● **YOUR GOAL**: Can you output each of the lines below verbatim, character for character?

● **MATERIAL FOR THIS TASK**:
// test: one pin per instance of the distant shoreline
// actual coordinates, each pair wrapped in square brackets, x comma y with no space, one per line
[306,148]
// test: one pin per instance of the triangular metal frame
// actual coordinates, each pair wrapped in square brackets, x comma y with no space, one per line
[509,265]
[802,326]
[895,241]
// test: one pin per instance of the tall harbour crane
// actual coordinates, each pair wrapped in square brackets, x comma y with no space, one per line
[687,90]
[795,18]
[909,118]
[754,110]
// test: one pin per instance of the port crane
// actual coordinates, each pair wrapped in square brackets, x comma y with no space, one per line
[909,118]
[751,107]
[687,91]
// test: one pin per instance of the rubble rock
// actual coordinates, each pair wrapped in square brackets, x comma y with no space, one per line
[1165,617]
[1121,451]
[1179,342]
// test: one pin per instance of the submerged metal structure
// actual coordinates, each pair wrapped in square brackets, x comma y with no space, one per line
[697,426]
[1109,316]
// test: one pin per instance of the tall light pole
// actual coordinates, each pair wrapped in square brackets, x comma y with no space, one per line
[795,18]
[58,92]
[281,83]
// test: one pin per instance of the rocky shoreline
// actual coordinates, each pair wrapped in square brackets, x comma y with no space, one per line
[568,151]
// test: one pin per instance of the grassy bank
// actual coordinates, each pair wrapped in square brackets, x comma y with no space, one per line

● **SOLUTION**:
// test: one pin per instance of the distant shoreline
// actual coordinates, each pair wrapped in square brackets, x comma y with no space, one per line
[306,148]
// test: one pin per instance of the triangular metal frame
// actual coordinates, each pair wrapped in square brackets, x comma y with no space, one per line
[509,265]
[802,326]
[895,241]
// test: one pin per instance of the tall harbour crane
// actual coordinates, each pair wrapped in square brackets, x comma y with no space, one per line
[687,90]
[795,18]
[909,118]
[754,110]
// test: one pin per instance of the port crane
// actual coordinates, each pair wrapped in square brackets, x comma y with no space, one per line
[909,118]
[751,107]
[687,91]
// test: one pin per instance of the rubble rock
// actual coordinates, each pair wrapped in square brackets, x comma y with no space, one per line
[1165,617]
[1121,451]
[1179,342]
// test: one pin per instance of the submerged metal structure
// actual coordinates, each pair wrapped in square brackets, x comma y with no space, one per line
[697,426]
[1109,316]
// test: one pin per instance of the tall light pole
// actual coordinates, each pair wrapped in square brackets, x comma y with no space, one per line
[795,18]
[58,92]
[281,83]
// test: one pin per instance of the rocky shoreline
// actual coordinates, each pair wrapped in square brackets, x comma y with no space, one per line
[568,151]
// test: one pin per instance of the grassy bank
// actual coordinates, each pair wrapped in square brackets, x comma y with no space, one per line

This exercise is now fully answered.